◆ Your assignment: In the records below, locate the line containing "draw the outline of blue", then output that line and all later lines exactly, through the last one.

━━━━━ The data

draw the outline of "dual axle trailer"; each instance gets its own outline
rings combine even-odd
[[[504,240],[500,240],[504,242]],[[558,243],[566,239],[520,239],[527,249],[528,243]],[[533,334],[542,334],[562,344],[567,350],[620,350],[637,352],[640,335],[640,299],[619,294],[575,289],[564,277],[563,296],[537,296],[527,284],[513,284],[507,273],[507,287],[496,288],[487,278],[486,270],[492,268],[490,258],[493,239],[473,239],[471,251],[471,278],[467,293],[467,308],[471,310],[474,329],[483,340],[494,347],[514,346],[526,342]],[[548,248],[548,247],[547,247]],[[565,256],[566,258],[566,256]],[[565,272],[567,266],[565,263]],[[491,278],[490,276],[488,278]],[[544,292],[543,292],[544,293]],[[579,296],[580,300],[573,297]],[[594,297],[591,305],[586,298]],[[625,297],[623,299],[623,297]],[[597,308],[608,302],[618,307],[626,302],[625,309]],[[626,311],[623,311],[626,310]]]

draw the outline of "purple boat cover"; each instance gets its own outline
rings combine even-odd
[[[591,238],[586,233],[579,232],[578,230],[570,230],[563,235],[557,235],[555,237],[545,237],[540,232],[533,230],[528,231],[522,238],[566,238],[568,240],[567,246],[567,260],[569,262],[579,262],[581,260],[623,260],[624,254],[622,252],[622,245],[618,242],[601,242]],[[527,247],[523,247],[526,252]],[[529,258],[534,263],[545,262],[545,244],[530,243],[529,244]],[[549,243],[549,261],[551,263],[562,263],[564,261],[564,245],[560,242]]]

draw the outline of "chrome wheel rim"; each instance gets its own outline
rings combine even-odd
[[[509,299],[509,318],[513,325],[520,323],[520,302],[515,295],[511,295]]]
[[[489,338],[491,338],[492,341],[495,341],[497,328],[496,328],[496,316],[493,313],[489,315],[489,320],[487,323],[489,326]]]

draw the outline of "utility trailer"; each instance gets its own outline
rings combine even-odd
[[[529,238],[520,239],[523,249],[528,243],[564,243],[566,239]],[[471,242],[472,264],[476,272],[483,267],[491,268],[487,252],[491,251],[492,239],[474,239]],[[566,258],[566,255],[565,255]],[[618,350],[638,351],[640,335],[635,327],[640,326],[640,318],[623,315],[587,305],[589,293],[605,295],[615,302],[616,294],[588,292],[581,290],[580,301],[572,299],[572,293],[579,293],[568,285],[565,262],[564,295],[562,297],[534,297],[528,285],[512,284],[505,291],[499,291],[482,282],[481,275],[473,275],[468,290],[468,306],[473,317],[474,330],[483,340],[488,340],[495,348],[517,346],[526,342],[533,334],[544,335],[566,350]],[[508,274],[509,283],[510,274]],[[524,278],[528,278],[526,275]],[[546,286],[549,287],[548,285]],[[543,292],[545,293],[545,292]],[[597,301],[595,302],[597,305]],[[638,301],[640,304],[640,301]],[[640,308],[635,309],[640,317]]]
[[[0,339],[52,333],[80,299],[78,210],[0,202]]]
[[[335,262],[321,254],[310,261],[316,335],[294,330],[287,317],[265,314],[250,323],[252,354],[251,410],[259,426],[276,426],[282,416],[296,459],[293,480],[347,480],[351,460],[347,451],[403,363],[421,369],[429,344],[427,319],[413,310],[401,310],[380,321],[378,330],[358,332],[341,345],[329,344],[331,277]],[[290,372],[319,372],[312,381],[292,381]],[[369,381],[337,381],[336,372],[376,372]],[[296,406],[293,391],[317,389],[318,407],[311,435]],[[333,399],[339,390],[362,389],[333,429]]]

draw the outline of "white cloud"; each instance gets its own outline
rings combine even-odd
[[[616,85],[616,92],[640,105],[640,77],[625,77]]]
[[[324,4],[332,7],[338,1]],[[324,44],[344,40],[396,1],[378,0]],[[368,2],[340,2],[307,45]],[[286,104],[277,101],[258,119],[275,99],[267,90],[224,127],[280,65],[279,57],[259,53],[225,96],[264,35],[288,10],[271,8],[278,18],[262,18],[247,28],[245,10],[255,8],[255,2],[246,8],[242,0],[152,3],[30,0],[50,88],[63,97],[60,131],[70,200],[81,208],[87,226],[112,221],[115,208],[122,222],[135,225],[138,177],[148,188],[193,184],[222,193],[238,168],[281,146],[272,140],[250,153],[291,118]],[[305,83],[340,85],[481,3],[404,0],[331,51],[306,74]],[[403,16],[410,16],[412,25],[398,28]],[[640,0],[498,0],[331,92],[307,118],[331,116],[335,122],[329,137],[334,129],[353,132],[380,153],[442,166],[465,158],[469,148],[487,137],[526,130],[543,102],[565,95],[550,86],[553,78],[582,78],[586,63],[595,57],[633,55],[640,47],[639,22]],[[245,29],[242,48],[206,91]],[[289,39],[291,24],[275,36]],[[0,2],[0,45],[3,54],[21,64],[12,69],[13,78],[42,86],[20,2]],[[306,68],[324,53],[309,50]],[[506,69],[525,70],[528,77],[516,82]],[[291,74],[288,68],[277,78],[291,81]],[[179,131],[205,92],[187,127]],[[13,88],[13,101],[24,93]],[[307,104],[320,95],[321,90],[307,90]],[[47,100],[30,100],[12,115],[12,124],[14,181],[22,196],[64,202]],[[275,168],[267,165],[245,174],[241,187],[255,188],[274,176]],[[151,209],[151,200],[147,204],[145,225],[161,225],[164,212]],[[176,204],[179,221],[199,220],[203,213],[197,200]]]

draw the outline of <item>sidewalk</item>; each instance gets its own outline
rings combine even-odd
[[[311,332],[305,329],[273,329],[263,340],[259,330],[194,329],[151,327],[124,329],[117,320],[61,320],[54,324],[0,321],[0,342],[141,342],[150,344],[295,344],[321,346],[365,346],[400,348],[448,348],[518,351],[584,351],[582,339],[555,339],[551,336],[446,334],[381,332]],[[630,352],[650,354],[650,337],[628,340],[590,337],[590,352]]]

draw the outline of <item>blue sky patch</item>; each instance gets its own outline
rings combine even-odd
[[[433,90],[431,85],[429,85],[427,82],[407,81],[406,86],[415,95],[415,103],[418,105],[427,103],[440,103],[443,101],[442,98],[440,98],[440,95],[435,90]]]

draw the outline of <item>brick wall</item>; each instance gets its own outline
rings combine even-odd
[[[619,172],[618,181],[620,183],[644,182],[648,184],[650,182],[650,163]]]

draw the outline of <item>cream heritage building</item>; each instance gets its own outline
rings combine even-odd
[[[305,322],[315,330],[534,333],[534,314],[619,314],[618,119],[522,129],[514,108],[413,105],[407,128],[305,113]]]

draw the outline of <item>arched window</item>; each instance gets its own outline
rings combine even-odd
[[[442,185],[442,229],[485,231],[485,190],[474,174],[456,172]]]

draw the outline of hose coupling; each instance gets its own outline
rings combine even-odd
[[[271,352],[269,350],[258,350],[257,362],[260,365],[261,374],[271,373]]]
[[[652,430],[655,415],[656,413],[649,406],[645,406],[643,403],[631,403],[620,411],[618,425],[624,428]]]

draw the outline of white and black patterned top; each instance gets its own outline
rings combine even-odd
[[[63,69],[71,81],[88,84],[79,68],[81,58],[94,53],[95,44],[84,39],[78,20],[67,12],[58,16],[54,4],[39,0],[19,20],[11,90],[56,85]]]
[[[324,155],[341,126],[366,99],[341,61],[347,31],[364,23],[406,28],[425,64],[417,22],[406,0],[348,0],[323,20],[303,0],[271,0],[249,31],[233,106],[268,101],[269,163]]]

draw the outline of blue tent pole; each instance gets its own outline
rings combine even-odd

━━━━━━━━━━

◆ Answer to this exercise:
draw the outline of blue tent pole; each instance gets its own outline
rings combine even-odd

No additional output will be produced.